*Activity*
Search the material below for lines containing the string "small", and copy every one you find.
━━ Given data ━━
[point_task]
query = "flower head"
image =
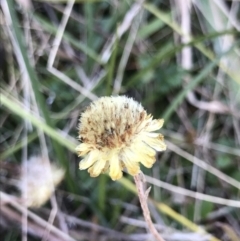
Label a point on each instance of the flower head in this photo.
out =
(117, 133)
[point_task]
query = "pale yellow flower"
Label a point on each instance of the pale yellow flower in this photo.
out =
(117, 133)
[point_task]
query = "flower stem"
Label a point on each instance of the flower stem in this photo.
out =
(143, 195)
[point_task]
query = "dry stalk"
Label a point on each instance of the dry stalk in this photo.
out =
(143, 196)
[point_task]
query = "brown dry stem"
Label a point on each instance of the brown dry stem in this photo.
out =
(143, 196)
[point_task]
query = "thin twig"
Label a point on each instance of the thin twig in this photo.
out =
(143, 195)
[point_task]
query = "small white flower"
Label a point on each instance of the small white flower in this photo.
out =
(38, 181)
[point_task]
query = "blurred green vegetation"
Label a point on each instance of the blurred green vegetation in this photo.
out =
(180, 59)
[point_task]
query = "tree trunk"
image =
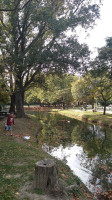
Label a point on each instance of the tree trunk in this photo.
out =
(104, 111)
(20, 104)
(46, 176)
(12, 105)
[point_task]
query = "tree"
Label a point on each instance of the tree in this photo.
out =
(35, 41)
(83, 91)
(103, 87)
(56, 90)
(4, 92)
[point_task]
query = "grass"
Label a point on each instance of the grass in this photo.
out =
(17, 162)
(89, 116)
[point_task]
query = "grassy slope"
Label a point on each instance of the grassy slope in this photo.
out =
(89, 116)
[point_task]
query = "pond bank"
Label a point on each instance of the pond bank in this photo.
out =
(18, 158)
(88, 116)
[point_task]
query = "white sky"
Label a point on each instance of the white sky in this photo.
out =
(102, 29)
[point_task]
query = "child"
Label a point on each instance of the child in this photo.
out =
(10, 121)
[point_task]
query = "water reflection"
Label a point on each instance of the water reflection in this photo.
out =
(85, 148)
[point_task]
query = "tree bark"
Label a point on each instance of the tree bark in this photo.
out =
(12, 105)
(20, 104)
(46, 176)
(104, 111)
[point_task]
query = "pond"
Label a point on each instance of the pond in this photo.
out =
(85, 148)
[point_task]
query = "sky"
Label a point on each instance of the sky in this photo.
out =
(101, 30)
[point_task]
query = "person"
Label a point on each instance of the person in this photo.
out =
(10, 121)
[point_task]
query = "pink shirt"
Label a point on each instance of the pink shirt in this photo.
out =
(10, 120)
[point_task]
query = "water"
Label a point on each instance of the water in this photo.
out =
(85, 148)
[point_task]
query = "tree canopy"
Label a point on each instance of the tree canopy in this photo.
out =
(33, 39)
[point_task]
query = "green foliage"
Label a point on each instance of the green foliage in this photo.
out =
(57, 89)
(33, 39)
(4, 92)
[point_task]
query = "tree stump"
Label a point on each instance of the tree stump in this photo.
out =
(46, 176)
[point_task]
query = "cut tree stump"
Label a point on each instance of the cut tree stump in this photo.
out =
(46, 176)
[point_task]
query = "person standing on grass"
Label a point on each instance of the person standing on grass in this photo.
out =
(10, 121)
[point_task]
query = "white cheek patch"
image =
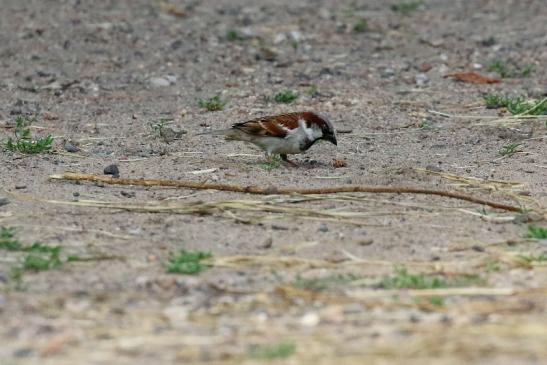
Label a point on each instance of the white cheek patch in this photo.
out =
(310, 133)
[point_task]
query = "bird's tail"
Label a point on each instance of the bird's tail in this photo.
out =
(217, 132)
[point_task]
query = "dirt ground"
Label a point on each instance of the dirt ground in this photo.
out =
(293, 279)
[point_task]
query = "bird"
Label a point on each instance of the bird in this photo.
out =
(283, 134)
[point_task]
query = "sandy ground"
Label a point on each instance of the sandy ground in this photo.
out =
(96, 75)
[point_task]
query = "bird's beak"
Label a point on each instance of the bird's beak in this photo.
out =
(331, 139)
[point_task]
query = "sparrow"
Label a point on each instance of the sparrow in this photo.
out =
(283, 134)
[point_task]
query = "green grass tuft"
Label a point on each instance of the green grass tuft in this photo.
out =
(281, 350)
(158, 127)
(212, 104)
(8, 241)
(536, 232)
(23, 141)
(509, 149)
(402, 279)
(187, 262)
(406, 8)
(516, 105)
(285, 97)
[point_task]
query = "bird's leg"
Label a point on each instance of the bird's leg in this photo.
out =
(285, 159)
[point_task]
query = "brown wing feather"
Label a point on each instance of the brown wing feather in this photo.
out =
(272, 125)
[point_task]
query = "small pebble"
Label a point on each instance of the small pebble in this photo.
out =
(112, 170)
(159, 82)
(128, 194)
(366, 242)
(421, 79)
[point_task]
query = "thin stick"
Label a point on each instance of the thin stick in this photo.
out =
(283, 191)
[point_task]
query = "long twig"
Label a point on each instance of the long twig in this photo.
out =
(250, 189)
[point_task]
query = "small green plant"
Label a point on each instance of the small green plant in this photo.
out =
(402, 279)
(187, 262)
(361, 26)
(494, 101)
(233, 36)
(212, 104)
(406, 8)
(285, 97)
(536, 232)
(38, 257)
(319, 284)
(509, 149)
(23, 141)
(516, 105)
(273, 163)
(281, 350)
(158, 127)
(507, 69)
(8, 241)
━━━
*Exercise result*
query = "small white flower"
Label a point on each instance of the small white flower in this photo.
query = "small pebble"
Label a point on each instance of the small pebble in this photo.
query = "small green plant"
Label a point on each instance of the small green plant in this photo.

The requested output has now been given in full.